▶ WHAT NEEDS TO BE DONE: Write out everything from the start of the material down to the line holding "[[[173,85],[160,84],[161,96],[178,101],[180,89]]]", switching "blurred spectator" to "out-of-focus spectator" and keeping the rest the same.

■ ■ ■

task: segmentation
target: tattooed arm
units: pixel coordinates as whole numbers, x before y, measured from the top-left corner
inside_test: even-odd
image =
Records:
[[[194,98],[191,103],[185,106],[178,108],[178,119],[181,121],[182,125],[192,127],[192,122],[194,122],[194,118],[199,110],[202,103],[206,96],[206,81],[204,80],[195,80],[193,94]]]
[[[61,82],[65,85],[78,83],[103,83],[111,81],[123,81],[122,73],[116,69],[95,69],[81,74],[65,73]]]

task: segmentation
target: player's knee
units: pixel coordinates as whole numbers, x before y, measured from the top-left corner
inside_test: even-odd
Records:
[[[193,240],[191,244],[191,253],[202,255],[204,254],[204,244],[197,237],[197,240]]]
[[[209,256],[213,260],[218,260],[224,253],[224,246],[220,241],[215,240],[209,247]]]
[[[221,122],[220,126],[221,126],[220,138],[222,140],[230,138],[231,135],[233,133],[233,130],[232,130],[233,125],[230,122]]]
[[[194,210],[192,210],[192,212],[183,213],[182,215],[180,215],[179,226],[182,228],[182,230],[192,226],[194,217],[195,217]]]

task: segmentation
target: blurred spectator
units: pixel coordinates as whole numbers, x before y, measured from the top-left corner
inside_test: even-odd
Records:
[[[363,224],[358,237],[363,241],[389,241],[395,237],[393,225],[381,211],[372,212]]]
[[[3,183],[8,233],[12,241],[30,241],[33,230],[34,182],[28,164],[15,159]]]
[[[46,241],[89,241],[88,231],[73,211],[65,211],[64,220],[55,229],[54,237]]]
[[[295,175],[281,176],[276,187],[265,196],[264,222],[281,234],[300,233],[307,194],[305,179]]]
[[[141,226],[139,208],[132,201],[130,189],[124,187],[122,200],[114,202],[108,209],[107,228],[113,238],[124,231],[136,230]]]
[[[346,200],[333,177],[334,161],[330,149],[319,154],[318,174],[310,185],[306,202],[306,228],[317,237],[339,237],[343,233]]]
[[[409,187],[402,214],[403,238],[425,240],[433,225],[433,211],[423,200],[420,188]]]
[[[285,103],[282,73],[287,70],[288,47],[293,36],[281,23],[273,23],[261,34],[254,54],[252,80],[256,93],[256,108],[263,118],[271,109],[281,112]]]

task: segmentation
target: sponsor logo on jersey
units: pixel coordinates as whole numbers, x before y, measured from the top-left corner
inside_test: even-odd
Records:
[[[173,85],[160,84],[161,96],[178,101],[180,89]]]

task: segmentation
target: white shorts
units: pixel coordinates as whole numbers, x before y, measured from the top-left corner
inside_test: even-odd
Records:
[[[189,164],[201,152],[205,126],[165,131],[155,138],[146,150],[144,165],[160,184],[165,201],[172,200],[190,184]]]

■ ■ ■

▶ ANSWER TO THIS PROBLEM:
task: segmentation
target: tattooed arm
units: pixel coordinates as whole numbers, x before y, measured from the top-left corner
inside_test: even-odd
image =
Records:
[[[194,98],[191,103],[185,106],[178,108],[178,119],[181,121],[182,125],[192,127],[192,122],[194,122],[194,118],[199,110],[202,103],[206,96],[206,81],[204,80],[195,80],[193,94]]]
[[[61,82],[65,85],[78,83],[103,83],[111,81],[123,81],[122,73],[116,69],[95,69],[81,74],[65,73]]]

task: segmentation
target: player's knee
units: pixel coordinates as whole numbers, x before y, measured from the top-left corner
inside_test: even-odd
Records:
[[[193,240],[191,244],[191,253],[202,255],[204,254],[204,244],[197,237],[197,240]]]
[[[209,256],[213,260],[218,260],[224,253],[224,246],[220,241],[215,240],[209,247]]]
[[[221,122],[220,126],[221,126],[220,138],[222,140],[230,138],[231,135],[233,133],[233,130],[232,130],[233,125],[230,122]]]
[[[194,210],[192,210],[192,212],[183,213],[182,215],[180,215],[179,226],[182,228],[182,230],[192,226],[194,217],[195,217]]]

task: segmentation
target: out-of-focus spectator
units: pixel coordinates as whole numbers, x before y, measured from the top-left corner
inside_test: even-odd
Records:
[[[363,224],[358,237],[363,241],[389,241],[395,237],[393,225],[381,211],[372,212]]]
[[[3,183],[8,233],[12,241],[30,241],[33,230],[34,182],[28,164],[15,159]]]
[[[46,241],[89,241],[88,231],[73,211],[65,211],[64,220],[55,229],[54,237]]]
[[[295,175],[281,176],[276,187],[265,196],[264,222],[281,234],[300,233],[307,194],[305,179]]]
[[[141,226],[139,208],[132,201],[130,189],[124,187],[122,200],[114,202],[108,209],[107,228],[113,238],[124,231],[136,230]]]
[[[346,200],[333,177],[334,161],[330,149],[319,154],[318,174],[310,185],[306,202],[306,228],[317,237],[339,237],[343,233]]]
[[[409,187],[402,214],[403,238],[425,240],[433,225],[433,211],[423,200],[420,188]]]
[[[285,103],[282,73],[287,70],[288,47],[293,36],[281,23],[273,23],[261,34],[254,54],[252,80],[256,93],[256,108],[263,118],[271,109],[281,112]]]

task: segmentation
target: sponsor logo on jersey
units: pixel coordinates as whole numbers, x before y, measured from the top-left corner
inside_test: even-odd
Records:
[[[173,85],[160,84],[161,96],[178,101],[180,89]]]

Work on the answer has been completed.